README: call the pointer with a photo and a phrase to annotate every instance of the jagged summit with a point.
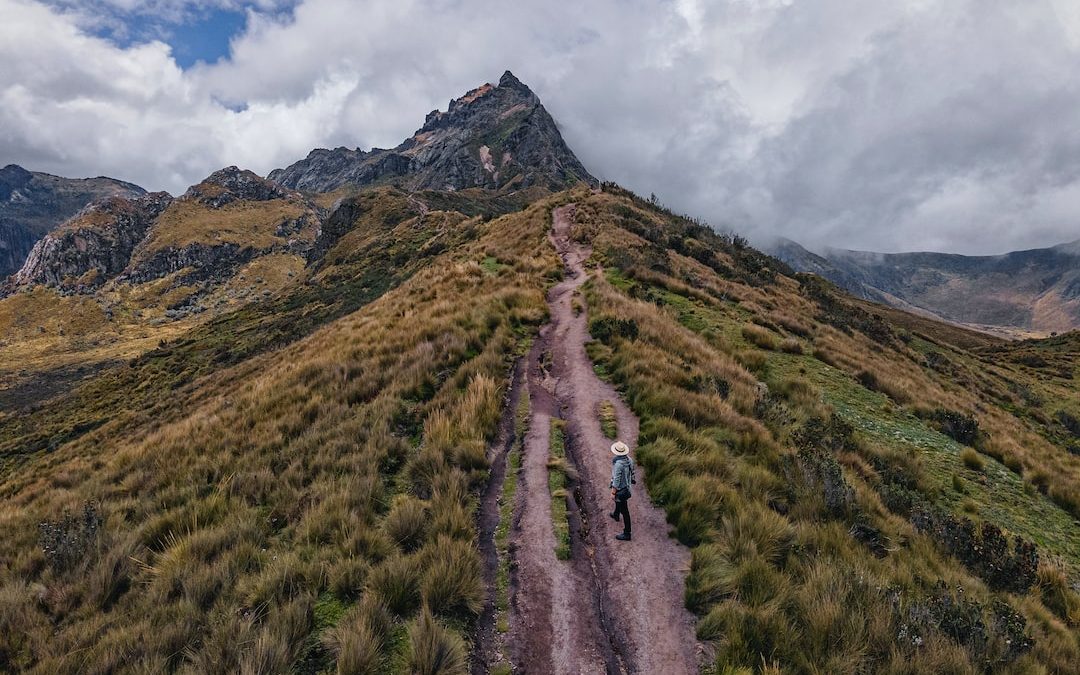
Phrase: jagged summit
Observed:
(232, 184)
(496, 136)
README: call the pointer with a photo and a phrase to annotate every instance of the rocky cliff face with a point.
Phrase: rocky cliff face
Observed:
(495, 136)
(93, 246)
(32, 203)
(1037, 289)
(224, 221)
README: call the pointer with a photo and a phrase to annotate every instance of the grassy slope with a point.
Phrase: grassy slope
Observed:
(281, 514)
(779, 576)
(272, 483)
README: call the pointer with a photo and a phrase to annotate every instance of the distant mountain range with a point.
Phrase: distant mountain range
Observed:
(32, 203)
(1035, 291)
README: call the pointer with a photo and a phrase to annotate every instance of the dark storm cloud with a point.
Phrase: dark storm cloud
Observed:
(878, 124)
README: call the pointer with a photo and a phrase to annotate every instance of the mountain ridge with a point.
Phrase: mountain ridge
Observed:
(31, 203)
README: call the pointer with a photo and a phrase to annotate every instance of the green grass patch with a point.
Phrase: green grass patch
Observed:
(1001, 495)
(491, 265)
(608, 422)
(507, 501)
(557, 482)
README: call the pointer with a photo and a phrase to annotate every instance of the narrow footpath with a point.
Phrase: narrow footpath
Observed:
(613, 607)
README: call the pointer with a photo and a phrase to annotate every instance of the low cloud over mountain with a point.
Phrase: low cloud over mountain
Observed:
(887, 126)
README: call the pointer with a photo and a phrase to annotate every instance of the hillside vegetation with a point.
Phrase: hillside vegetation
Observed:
(281, 514)
(291, 485)
(859, 497)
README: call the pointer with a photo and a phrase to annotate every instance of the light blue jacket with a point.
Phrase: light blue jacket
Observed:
(622, 472)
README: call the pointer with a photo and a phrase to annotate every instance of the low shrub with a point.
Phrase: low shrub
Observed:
(957, 426)
(760, 337)
(993, 635)
(434, 649)
(984, 550)
(67, 541)
(972, 459)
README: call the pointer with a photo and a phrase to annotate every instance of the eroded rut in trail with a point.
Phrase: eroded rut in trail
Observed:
(613, 607)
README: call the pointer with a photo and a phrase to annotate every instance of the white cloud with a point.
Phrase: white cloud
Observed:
(877, 124)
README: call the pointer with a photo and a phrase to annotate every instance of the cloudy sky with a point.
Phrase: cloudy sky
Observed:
(876, 124)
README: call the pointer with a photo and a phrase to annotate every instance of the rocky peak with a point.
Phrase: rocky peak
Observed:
(13, 177)
(232, 184)
(496, 136)
(509, 81)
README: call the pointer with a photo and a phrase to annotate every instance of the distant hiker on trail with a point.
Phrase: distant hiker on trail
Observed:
(622, 477)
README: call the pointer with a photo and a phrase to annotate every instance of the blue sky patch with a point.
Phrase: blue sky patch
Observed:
(206, 38)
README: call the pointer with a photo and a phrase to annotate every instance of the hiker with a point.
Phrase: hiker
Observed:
(622, 477)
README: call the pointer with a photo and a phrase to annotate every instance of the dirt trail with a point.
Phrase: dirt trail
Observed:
(615, 607)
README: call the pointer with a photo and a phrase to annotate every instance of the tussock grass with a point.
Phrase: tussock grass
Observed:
(760, 337)
(971, 459)
(608, 422)
(284, 488)
(434, 649)
(780, 578)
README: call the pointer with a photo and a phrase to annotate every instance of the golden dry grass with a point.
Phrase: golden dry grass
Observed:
(245, 514)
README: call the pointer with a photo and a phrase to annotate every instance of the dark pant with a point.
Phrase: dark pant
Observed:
(621, 510)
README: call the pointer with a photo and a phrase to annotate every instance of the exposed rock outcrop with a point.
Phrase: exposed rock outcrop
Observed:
(495, 136)
(32, 203)
(231, 185)
(93, 246)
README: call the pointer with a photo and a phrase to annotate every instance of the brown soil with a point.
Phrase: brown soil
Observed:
(615, 607)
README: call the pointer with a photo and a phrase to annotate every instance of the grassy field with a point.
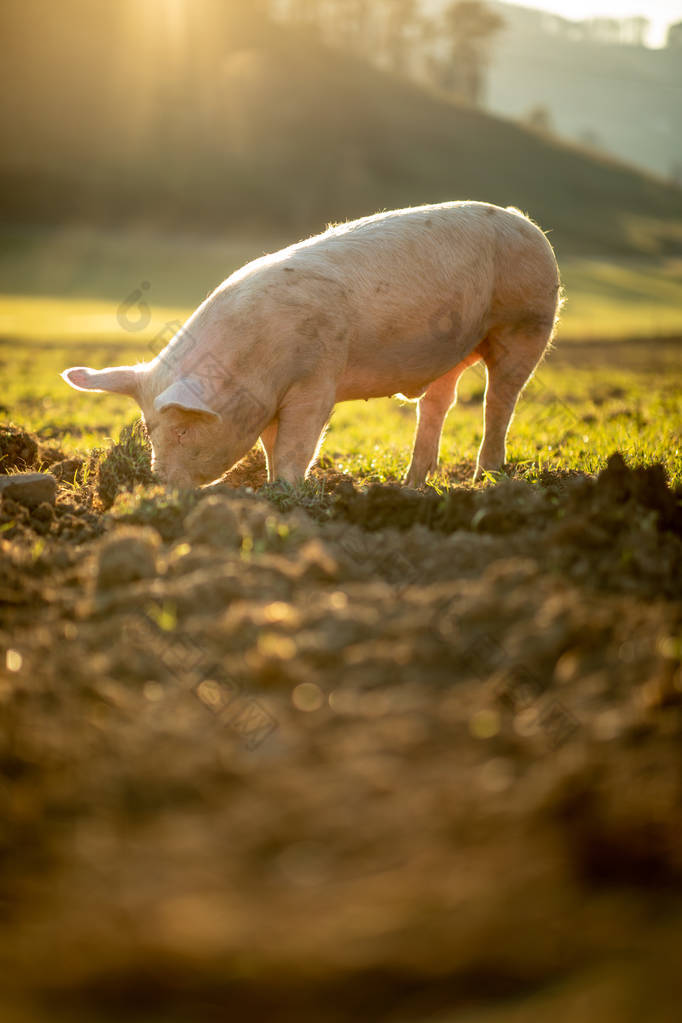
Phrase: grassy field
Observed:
(286, 753)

□ □ □ □ □

Find the word "face" in the data and copy out each line where it turns up.

README: call the pointer with a photo and a phrase to annotate every instance of the rocky cliff face with a point.
Phrase: rocky cliff face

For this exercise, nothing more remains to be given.